Il s’appelle Edward Bernays. Il est le neveu de Freud et il a mis au point des techniques de manipulation des masses qui lui ont valu argent et célébrité aux États-Unis. Écrit et mis en scène par Julie Timmerman, le spectacle sur ce démocrate machiavélique est à la fois ludique et instructif.

Pour analyser cette méthode perverse, Julie Timmerman et la scénographe Charlotte Villermet mélangent habilement les genres théâtraux. Elles font alterner la farce et le sérieux, le charme et le terrifiant, permettant ainsi au public de se divertir tout en apprenant jusque dans les moindres détails comment fonctionne la manipulation politique sournoisement à l’œuvre dans les régimes aux allures les plus démocratiques, et ce, d’hier à aujourd’hui. Les comédiens échangent prestement le rôle d’Edward surnommé Eddy, les séquences s’enchaînent à un rythme vif et attractif et les propos sont étayés par de multiples mises en situation. Le spectacle, avec de simples changements d’accessoires, fait circuler une vingtaine de personnages alors que quatre comédiens occupent en permanence le plateau.

-- Informations extraites --
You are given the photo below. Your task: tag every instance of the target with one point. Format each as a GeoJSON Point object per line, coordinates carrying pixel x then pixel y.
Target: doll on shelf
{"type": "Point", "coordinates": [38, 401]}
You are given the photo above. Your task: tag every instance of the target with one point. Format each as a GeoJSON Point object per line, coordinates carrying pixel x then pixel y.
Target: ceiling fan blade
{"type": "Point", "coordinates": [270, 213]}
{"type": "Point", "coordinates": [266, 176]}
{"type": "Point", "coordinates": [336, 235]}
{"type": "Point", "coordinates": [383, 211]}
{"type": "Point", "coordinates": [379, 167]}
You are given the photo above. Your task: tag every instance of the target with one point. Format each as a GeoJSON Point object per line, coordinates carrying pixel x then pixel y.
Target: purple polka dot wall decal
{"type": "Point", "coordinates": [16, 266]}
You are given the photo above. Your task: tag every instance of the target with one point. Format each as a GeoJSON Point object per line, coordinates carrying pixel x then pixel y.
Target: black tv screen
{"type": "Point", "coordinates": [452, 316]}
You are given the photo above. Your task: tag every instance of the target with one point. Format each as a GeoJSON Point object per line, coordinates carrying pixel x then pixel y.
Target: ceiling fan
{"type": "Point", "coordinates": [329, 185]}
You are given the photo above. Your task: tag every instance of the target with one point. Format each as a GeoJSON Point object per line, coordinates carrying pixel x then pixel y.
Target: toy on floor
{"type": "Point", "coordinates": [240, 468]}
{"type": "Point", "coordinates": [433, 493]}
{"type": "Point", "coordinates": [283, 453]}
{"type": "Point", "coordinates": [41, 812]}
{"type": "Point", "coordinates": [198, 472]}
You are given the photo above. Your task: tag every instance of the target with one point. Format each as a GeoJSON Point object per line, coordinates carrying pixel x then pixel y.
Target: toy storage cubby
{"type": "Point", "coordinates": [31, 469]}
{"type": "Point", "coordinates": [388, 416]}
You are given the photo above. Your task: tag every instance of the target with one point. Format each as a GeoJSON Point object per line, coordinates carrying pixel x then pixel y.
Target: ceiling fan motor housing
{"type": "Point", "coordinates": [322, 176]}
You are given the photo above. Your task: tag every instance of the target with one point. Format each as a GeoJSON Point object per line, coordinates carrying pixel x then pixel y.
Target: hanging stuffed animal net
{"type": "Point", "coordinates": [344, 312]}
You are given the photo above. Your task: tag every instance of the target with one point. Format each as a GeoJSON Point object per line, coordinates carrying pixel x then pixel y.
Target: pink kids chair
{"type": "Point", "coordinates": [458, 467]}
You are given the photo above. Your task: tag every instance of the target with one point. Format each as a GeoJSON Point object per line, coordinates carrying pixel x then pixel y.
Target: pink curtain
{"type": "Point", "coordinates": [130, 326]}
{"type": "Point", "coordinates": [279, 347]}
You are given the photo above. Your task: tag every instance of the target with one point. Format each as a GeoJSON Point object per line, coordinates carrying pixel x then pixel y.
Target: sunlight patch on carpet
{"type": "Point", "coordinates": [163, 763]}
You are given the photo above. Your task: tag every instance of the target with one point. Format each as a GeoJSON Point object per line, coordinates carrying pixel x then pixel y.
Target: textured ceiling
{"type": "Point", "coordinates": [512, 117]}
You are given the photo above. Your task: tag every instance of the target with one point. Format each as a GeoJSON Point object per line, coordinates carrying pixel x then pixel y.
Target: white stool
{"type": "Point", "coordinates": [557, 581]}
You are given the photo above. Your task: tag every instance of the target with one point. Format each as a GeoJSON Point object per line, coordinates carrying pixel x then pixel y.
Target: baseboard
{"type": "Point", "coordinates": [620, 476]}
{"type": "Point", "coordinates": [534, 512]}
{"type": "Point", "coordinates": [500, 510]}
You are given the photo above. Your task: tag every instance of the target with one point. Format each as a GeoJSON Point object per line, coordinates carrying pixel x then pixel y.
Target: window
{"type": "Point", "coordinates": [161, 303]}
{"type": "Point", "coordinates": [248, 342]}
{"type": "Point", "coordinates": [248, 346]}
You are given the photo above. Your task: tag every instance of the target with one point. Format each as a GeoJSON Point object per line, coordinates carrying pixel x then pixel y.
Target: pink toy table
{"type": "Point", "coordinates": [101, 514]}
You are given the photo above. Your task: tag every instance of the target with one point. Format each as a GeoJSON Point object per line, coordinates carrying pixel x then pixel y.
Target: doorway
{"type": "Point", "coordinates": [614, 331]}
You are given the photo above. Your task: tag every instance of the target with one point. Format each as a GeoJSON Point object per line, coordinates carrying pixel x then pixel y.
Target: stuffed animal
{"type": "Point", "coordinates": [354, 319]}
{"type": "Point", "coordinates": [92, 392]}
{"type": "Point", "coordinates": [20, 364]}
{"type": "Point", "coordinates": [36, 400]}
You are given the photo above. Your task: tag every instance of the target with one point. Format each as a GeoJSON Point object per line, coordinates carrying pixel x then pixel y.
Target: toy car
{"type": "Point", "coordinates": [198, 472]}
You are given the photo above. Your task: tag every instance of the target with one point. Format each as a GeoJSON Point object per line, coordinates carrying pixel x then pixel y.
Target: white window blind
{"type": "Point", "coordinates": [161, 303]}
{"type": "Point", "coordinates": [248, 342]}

-- Travail demandé --
a) Repérez dans les enregistrements chaque ligne qui contient le mot "ceiling", puis recopiez-les toutes.
b) Poursuivez le texte sur le spectacle consacré à Edward Bernays à partir de sa dernière phrase.

-- Liste des réponses --
a)
Target: ceiling fan blade
Target: ceiling fan
Target: ceiling fan motor housing
Target: textured ceiling

b)
© Philippe Rocher

Malin et affable, Eddy a très vite su séduire ses interlocuteurs et son public grandissant. Fin connaisseur des ressorts psychologiques humains, il a en partie utilisé la science de son oncle Freud au service de son enrichissement personnel sans aucun scrupule. Quand il faut convaincre les masses d’acheter des cigarettes parce qu’un industriel est prêt à le payer grassement, il y parvient avec les arguments les plus fallacieux mais avancés avec une telle assurance que chacun y croit. Quand il faut faire monter la consommation des savonnettes ou faire adhérer une population à un coup d’État, pour lui c’est pareil. Personnage sachant se servir des faiblesses et des peurs des individus tout autant que des foules, il est le roi de la publicité et de la propagande pour un produit ou une idée, sans nuances ni réflexion quant aux conséquences.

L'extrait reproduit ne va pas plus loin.